> [Work to do]
Restate word for word the lines from the one containing "the distant tree" through the end of the listing below, with both ends included.

+ + + + + + +

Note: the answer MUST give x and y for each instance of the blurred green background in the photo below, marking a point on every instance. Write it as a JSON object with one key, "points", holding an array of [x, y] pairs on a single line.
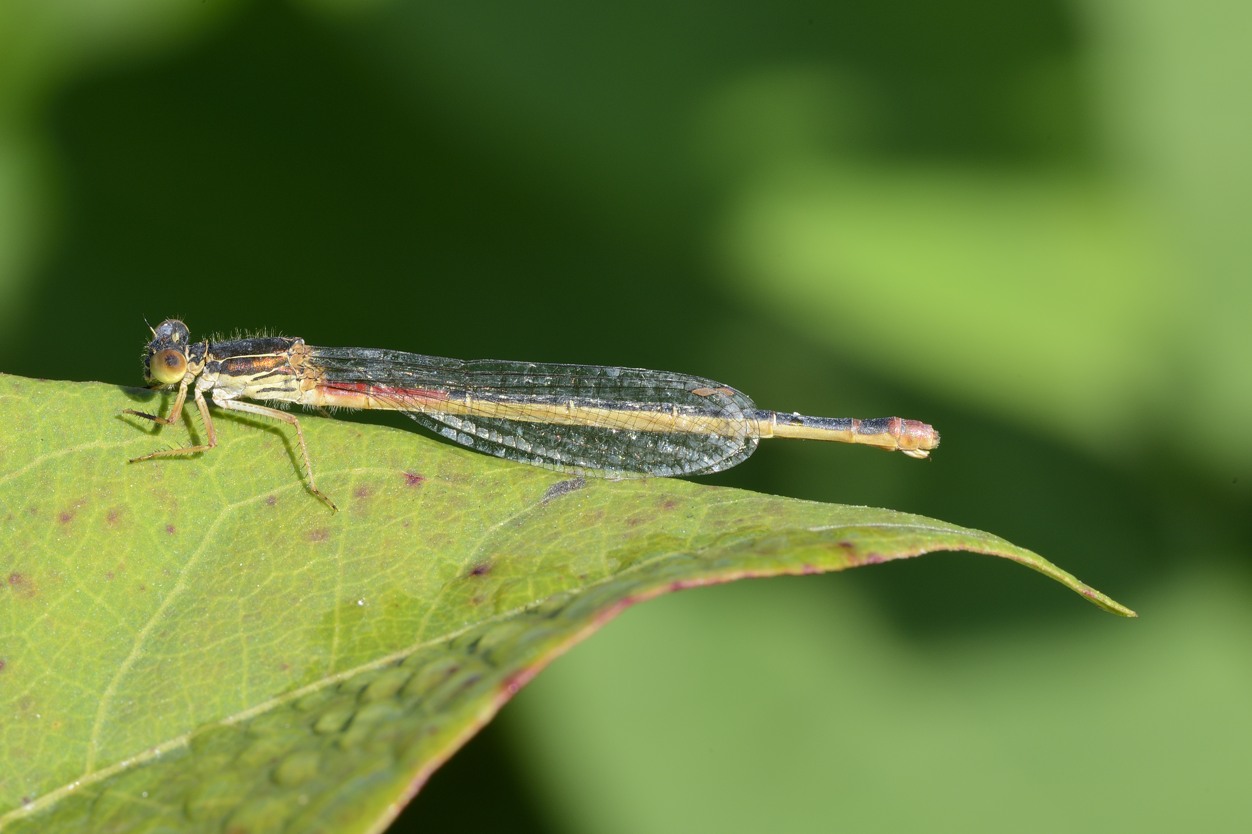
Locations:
{"points": [[1024, 223]]}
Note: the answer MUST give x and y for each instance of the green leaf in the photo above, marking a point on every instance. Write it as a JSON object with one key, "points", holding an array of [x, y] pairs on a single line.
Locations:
{"points": [[200, 645]]}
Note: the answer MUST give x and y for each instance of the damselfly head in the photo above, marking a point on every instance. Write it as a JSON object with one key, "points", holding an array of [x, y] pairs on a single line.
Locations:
{"points": [[165, 357]]}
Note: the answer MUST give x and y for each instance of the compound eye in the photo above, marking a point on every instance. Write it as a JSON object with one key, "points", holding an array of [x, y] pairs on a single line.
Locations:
{"points": [[168, 366]]}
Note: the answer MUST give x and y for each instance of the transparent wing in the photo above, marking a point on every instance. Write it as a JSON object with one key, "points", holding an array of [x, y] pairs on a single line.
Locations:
{"points": [[604, 421]]}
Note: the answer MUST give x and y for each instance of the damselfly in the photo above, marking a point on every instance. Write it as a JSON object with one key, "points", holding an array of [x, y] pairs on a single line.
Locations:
{"points": [[590, 420]]}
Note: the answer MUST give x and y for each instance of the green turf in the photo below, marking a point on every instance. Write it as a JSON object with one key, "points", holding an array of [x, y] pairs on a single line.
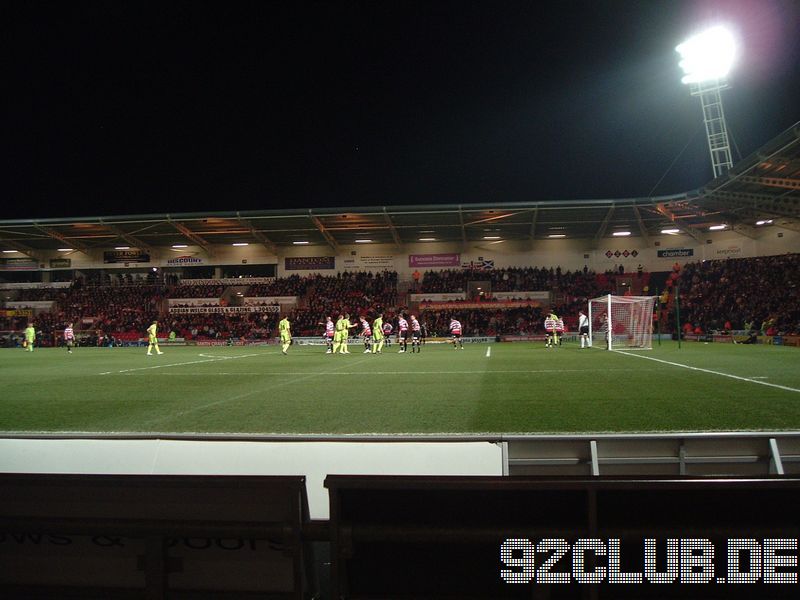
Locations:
{"points": [[520, 388]]}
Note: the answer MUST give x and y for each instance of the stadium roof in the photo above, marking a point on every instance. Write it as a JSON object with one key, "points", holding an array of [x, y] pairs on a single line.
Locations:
{"points": [[763, 187]]}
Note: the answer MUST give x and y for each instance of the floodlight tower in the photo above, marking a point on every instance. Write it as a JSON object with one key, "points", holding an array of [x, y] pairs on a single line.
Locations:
{"points": [[706, 60]]}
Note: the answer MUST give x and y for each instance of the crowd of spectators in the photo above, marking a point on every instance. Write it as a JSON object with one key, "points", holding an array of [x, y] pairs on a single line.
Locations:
{"points": [[512, 279], [354, 293], [742, 294]]}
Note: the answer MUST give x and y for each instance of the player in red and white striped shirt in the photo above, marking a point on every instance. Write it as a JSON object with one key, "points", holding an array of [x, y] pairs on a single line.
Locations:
{"points": [[402, 333], [387, 333], [455, 331], [69, 337], [416, 335], [328, 336], [366, 333], [550, 324]]}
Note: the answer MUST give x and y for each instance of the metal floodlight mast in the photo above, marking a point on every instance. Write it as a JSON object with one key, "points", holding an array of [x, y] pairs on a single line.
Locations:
{"points": [[706, 60]]}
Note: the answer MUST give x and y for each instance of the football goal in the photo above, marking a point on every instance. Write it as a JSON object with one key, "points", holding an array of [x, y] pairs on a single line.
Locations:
{"points": [[621, 322]]}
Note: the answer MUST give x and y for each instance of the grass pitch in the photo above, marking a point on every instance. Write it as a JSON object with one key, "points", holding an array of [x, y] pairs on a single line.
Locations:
{"points": [[497, 388]]}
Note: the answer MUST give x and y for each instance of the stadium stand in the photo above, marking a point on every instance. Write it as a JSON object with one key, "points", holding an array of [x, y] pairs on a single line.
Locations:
{"points": [[760, 292]]}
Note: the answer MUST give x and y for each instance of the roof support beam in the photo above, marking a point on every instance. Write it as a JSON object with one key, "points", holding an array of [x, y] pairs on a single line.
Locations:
{"points": [[533, 222], [786, 183], [132, 240], [783, 205], [21, 248], [463, 229], [325, 233], [263, 239], [190, 235], [395, 234], [642, 228], [63, 239], [604, 226]]}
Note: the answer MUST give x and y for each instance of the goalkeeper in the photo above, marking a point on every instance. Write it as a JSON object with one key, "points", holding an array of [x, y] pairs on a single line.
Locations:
{"points": [[550, 325], [377, 334], [285, 329]]}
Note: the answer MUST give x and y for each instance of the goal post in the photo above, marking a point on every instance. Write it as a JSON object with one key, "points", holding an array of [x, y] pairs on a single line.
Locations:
{"points": [[621, 322]]}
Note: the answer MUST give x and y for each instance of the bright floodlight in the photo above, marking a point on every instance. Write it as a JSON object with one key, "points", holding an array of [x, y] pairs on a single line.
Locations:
{"points": [[707, 56]]}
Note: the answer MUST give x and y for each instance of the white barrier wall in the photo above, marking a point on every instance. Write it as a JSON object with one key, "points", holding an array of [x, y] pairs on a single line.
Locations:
{"points": [[315, 460]]}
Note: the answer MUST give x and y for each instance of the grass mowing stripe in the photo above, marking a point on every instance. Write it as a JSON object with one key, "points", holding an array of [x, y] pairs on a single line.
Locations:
{"points": [[404, 373], [674, 364], [244, 395]]}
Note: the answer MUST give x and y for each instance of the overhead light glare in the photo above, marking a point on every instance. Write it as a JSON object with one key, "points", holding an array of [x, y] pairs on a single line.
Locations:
{"points": [[707, 56]]}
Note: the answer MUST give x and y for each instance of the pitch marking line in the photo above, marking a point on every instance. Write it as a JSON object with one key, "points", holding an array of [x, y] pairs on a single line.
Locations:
{"points": [[191, 362], [750, 379], [273, 387], [404, 373]]}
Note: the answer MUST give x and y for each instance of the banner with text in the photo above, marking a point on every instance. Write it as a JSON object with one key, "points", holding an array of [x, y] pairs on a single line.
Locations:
{"points": [[18, 264], [228, 281], [675, 253], [368, 262], [225, 310], [434, 260], [125, 256], [309, 263]]}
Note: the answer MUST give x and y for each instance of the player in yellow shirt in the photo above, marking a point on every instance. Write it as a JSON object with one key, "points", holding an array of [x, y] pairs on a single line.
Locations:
{"points": [[377, 334], [342, 332], [152, 338], [285, 329], [30, 337]]}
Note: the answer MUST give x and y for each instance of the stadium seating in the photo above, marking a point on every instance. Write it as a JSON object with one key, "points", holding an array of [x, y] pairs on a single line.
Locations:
{"points": [[762, 291]]}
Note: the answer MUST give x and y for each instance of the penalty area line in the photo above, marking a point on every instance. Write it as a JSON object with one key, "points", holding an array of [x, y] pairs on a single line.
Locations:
{"points": [[191, 362], [720, 373]]}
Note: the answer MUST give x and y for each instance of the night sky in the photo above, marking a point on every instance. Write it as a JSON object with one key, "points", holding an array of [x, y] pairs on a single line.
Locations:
{"points": [[132, 107]]}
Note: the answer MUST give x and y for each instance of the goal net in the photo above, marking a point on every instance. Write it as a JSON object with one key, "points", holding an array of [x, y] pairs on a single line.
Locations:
{"points": [[621, 322]]}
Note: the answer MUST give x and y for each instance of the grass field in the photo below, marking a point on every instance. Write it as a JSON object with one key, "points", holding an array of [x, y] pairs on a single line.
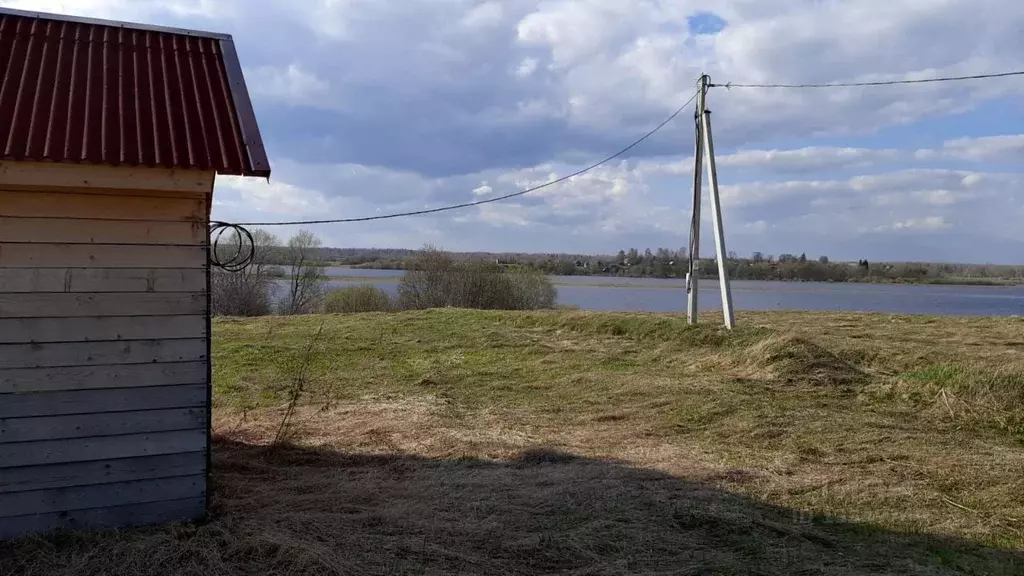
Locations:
{"points": [[459, 442]]}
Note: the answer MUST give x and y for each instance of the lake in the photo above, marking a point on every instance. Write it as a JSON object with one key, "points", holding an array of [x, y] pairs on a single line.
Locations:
{"points": [[654, 294]]}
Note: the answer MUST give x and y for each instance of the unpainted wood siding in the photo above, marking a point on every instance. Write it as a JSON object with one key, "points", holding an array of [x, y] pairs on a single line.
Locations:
{"points": [[103, 345]]}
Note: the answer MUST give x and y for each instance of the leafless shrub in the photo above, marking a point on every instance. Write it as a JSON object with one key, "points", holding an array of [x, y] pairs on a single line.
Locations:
{"points": [[435, 280], [306, 280]]}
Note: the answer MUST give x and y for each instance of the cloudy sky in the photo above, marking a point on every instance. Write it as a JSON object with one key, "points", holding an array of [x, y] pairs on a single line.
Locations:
{"points": [[371, 107]]}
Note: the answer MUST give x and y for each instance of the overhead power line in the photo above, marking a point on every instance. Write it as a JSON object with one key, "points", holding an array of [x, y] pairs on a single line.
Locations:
{"points": [[877, 83], [488, 200]]}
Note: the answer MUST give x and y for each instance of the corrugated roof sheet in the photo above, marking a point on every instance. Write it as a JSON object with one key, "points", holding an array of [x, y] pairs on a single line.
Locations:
{"points": [[98, 92]]}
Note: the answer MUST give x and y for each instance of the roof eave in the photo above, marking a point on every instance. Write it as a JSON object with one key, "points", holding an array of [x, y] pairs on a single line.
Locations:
{"points": [[244, 109], [116, 24]]}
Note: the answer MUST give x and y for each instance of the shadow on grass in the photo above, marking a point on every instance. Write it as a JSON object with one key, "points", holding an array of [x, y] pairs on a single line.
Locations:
{"points": [[298, 510]]}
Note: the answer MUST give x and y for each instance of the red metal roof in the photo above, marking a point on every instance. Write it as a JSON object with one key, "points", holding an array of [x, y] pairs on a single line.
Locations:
{"points": [[102, 92]]}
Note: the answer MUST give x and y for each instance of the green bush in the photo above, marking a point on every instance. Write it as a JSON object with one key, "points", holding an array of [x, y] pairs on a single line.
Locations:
{"points": [[433, 279], [357, 298]]}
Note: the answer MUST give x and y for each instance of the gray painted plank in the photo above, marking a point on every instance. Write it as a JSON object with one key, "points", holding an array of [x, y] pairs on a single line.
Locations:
{"points": [[16, 330], [100, 232], [101, 495], [99, 448], [101, 255], [133, 515], [96, 401], [83, 425], [136, 303], [89, 377], [90, 354], [101, 471], [101, 280]]}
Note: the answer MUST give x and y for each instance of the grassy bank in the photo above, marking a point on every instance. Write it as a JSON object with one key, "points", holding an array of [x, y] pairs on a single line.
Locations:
{"points": [[459, 442]]}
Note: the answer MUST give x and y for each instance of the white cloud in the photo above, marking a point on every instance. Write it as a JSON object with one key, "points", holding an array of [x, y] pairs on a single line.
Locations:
{"points": [[290, 84], [1008, 148], [484, 15], [275, 198], [924, 223], [526, 68]]}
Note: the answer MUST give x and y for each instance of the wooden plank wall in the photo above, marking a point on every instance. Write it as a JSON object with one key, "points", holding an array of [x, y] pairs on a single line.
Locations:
{"points": [[103, 345]]}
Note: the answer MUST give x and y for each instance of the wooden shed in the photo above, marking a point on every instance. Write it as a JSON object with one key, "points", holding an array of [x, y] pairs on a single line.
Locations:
{"points": [[111, 136]]}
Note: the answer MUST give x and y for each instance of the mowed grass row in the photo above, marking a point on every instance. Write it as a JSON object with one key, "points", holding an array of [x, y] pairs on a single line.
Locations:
{"points": [[464, 442]]}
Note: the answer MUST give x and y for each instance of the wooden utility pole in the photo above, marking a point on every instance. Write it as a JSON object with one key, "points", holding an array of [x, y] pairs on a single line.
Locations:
{"points": [[705, 150]]}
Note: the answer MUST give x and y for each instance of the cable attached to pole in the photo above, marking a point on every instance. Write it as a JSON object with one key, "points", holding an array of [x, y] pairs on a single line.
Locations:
{"points": [[875, 83]]}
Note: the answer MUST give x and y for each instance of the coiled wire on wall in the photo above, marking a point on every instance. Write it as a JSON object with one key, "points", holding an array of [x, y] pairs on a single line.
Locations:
{"points": [[239, 248]]}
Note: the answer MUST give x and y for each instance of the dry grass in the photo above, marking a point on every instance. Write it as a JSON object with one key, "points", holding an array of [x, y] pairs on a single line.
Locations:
{"points": [[456, 442]]}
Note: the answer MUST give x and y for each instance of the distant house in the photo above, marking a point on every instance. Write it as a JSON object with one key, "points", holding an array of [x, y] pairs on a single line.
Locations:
{"points": [[111, 136]]}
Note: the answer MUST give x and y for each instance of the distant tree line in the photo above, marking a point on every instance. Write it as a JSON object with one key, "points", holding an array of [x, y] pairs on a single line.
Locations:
{"points": [[664, 262], [291, 278]]}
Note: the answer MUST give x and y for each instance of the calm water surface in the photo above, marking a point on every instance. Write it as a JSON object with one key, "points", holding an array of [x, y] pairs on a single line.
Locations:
{"points": [[653, 294]]}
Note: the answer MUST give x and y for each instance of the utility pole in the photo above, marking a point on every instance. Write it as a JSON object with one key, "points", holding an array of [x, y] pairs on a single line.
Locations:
{"points": [[694, 247], [706, 151]]}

+ + + + + + +

> [Written solution]
Note: the answer MUST give x and y for each instance of the distant tree line in the photo above, marking a point on every instance. Write it as a JSON object with one key, "points", holding an array of [x, y] pairs on a single line.
Locations:
{"points": [[664, 262], [291, 278]]}
Note: the answer MUST give x and y for each instance of the calm water surface in the photo above, marking a point on every instance. Write it as a JSON object with one key, "points", holding an array of [x, y] pairs on a single line.
Locations:
{"points": [[653, 294]]}
Note: the answer MUST give x and y for each instance of the utility pole in the photo above, marking a point on every instance. Write it as a JSON object with one key, "points", holding an array of [x, y] pairs on a single line.
Locations:
{"points": [[694, 247], [706, 151]]}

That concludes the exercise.